→ **REQUIRED ACTIONS**:
1. Name every grape variety that the wine description below gives as part of the wine's blend.
2. Using the wine description below, decide whether each statement agrees with it. Answer yes or no for each, quoting the deciding words. (a) The domaine covers almost 80 acres. (b) Roger Meffre helped win Appellation Contrôllée status for Gigondas in 1985. (c) All of the fruit for the wine comes from the communes of Sablet and Seguret.

→ **TEXT BLOCK**:
Deep ruby color; raspberry, red berries, rosemary on the nose; raspberry, blackberry, red fruits on the palate.
Dry; relaxed, tasty tannin. Balancing, reserved, acidity. Medium-full body and full fruity aromas. Silky in the mouth. Enchanting softness and depth of flavors.
Jean-Pierre Meffre’s Domain Saint Gayan is located in the Southern Rhône—the Vallée-du-Rhône—near Gigondas, which this wine resembles. The domaine is almost 80 acres. Meffre’s family has made wine in this area for four centuries. Jean-Pierre’s father, Roger Meffre, was president of the Syndicat des Vignerons de Gigondas, where he was a leader in winning Appellation Contrôllée status for Gigondas in 1971. He also worked to change the law increasing allowed amount of grenache from 64% to 85% in 1985.
This is a GSM blend—primarily grenache noir (75%), with 25% syrah and mourvèdre making up the remainder in equal parts. The name “Trescartes”—reflect the three wines in the blend. More than a third of the vines are about 100 years old, and the vines that produced this effort are at least 40 years old. Although the wine must be labeled as a generic Côtes-du-Rhône, all the fruit comes from two village-level communes: Sablet and Seguret.

→ **DATA SHOWN**:
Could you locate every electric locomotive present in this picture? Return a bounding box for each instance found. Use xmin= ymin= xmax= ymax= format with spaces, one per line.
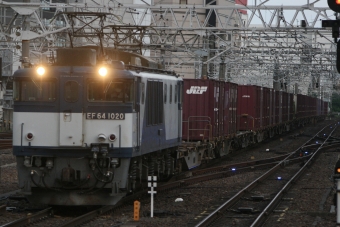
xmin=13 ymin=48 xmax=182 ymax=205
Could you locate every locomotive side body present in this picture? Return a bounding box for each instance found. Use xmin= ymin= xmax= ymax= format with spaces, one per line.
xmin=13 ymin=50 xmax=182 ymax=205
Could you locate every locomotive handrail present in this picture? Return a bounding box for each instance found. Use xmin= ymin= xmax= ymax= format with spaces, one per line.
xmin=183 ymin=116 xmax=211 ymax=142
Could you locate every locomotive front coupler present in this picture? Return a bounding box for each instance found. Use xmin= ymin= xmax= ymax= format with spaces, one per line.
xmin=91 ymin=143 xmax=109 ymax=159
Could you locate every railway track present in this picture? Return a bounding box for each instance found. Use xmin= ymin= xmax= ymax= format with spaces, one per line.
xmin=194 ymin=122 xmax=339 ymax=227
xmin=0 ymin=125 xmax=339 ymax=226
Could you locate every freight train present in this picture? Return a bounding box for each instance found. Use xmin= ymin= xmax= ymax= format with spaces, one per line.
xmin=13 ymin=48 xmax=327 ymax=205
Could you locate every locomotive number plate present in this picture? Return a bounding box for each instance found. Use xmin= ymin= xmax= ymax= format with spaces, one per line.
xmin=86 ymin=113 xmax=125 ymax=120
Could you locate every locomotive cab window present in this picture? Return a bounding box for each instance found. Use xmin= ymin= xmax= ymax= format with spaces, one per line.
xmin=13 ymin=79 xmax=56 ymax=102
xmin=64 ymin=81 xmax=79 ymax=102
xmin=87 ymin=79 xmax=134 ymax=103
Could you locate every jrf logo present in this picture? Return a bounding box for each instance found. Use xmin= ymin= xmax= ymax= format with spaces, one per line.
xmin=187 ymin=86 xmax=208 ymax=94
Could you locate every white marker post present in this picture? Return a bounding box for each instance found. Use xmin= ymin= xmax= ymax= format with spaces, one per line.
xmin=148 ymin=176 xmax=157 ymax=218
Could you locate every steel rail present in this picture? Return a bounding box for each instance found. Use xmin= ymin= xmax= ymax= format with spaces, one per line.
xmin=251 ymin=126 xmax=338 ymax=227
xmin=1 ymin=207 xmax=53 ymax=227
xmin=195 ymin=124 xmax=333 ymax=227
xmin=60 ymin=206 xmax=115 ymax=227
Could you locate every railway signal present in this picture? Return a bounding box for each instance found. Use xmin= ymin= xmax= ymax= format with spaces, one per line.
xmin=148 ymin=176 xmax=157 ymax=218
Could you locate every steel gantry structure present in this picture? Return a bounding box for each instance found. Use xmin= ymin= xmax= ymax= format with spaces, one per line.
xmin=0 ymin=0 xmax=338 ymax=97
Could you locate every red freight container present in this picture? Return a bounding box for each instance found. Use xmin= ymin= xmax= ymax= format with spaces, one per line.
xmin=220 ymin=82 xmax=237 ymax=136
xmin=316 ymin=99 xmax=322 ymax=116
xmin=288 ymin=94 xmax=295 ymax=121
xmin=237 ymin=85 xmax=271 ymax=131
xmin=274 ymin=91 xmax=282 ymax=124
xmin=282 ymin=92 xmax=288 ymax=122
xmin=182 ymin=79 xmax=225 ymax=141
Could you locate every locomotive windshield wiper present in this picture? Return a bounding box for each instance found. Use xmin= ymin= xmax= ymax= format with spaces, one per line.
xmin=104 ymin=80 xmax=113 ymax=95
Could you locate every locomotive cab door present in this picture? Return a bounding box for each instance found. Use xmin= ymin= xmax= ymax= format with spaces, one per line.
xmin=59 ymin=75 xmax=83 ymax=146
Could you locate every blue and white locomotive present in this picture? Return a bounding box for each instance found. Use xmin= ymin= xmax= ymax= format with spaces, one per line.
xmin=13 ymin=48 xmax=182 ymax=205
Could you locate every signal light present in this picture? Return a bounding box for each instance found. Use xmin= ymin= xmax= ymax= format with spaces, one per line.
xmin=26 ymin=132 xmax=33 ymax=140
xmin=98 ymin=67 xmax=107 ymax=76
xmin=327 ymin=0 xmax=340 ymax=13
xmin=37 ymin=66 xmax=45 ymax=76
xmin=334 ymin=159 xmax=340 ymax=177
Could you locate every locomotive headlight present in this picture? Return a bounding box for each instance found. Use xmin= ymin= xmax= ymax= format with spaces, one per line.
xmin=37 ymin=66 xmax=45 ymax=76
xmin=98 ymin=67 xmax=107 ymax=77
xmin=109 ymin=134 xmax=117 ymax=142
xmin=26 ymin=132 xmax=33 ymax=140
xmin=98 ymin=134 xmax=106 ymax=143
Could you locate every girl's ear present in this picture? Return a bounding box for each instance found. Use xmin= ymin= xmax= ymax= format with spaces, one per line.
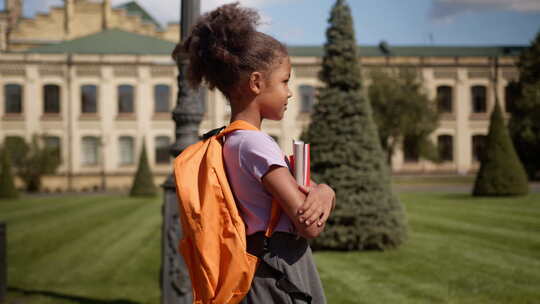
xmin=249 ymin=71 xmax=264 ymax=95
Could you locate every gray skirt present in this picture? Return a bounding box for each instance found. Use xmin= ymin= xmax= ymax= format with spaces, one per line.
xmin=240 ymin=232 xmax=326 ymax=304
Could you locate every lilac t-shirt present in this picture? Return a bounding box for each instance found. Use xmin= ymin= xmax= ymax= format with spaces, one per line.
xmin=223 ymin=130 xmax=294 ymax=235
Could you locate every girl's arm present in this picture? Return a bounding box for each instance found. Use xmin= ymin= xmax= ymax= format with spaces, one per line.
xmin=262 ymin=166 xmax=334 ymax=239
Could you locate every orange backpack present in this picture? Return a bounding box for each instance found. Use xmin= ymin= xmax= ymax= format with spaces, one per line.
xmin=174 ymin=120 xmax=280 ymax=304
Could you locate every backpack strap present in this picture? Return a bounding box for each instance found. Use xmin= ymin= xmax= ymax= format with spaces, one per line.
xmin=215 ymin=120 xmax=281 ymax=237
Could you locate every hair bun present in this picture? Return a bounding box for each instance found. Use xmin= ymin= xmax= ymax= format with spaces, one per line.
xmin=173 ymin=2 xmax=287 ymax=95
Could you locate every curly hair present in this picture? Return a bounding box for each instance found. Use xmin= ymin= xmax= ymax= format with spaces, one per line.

→ **RESPONSES TO THE TASKS**:
1. Grenache noir, syrah, and mourvèdre.

2.
(a) Yes: "The domaine is almost 80 acres."
(b) No: "he was a leader in winning Appellation Contrôllée status for Gigondas in 1971."
(c) Yes: "all the fruit comes from two village-level communes: Sablet and Seguret."